Objective — Could you recast each line of the entries below as a JSON list of strings, with one string per line and any blank lines left out?

——

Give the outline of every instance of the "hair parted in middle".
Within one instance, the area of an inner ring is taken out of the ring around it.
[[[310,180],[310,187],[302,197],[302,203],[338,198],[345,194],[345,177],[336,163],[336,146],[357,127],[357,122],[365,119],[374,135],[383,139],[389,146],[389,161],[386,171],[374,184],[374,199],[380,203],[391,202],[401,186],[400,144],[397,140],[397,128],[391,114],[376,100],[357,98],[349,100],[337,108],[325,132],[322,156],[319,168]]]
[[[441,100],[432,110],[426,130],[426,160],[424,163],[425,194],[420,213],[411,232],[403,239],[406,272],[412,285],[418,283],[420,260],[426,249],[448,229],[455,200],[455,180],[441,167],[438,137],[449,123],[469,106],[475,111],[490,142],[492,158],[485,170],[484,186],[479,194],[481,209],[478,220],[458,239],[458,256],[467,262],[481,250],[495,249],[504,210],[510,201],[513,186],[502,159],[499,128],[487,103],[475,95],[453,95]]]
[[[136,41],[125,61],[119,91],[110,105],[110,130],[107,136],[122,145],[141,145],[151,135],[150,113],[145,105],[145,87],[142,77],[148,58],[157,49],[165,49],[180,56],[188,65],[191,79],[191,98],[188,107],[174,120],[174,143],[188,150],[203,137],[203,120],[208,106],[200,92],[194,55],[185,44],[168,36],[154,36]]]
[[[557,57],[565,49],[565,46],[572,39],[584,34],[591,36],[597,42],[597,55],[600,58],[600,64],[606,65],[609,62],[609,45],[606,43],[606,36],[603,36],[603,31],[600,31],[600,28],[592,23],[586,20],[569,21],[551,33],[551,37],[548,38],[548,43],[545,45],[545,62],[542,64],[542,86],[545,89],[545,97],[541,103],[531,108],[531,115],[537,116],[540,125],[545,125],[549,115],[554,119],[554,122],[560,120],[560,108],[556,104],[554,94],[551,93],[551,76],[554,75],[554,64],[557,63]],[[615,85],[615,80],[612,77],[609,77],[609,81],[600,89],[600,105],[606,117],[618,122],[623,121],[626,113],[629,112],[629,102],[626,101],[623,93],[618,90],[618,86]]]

——

Solution —
[
  "Give the outline of every instance of the \"hair parted in middle\".",
  "Within one instance, the area of an inner ring is taken out of the ring around it.",
  "[[[310,180],[310,187],[302,197],[302,203],[338,198],[345,194],[345,177],[336,163],[336,146],[357,127],[357,122],[365,119],[374,135],[383,139],[389,146],[389,161],[386,171],[374,184],[374,199],[380,203],[391,202],[401,186],[400,144],[397,140],[397,128],[391,114],[376,100],[357,98],[349,100],[337,108],[325,132],[322,156],[319,168]]]",
  "[[[441,100],[432,110],[426,130],[426,160],[424,163],[425,194],[420,213],[411,232],[403,239],[406,272],[412,285],[418,283],[420,260],[426,249],[448,229],[455,200],[455,180],[441,167],[438,137],[449,123],[469,106],[475,111],[490,142],[492,158],[485,170],[484,186],[479,194],[481,209],[478,220],[458,239],[458,256],[467,262],[481,250],[495,249],[504,210],[510,201],[513,186],[502,159],[499,128],[487,103],[475,95],[453,95]]]",
  "[[[136,41],[125,61],[119,91],[110,105],[110,130],[107,136],[122,145],[141,145],[151,135],[150,113],[145,105],[145,87],[142,77],[148,58],[157,49],[165,49],[180,56],[188,65],[191,79],[191,98],[188,107],[174,120],[174,143],[188,150],[203,137],[203,120],[208,106],[200,92],[194,55],[185,44],[168,36],[154,36]]]",
  "[[[557,57],[565,49],[565,46],[572,39],[584,34],[591,36],[597,42],[597,55],[600,58],[600,64],[606,65],[609,62],[609,45],[606,43],[606,36],[603,36],[603,31],[600,31],[600,28],[592,23],[586,20],[569,21],[551,33],[551,37],[548,38],[548,43],[545,45],[545,62],[542,64],[542,86],[545,89],[545,97],[541,103],[531,108],[531,115],[537,116],[540,125],[545,125],[549,115],[554,119],[554,122],[560,120],[560,108],[556,104],[554,94],[551,93],[551,76],[554,75],[554,64],[557,63]],[[615,85],[615,80],[612,77],[609,77],[609,81],[600,89],[600,105],[606,117],[618,122],[623,121],[626,113],[629,112],[629,102],[626,101],[623,93],[618,90],[618,86]]]"
]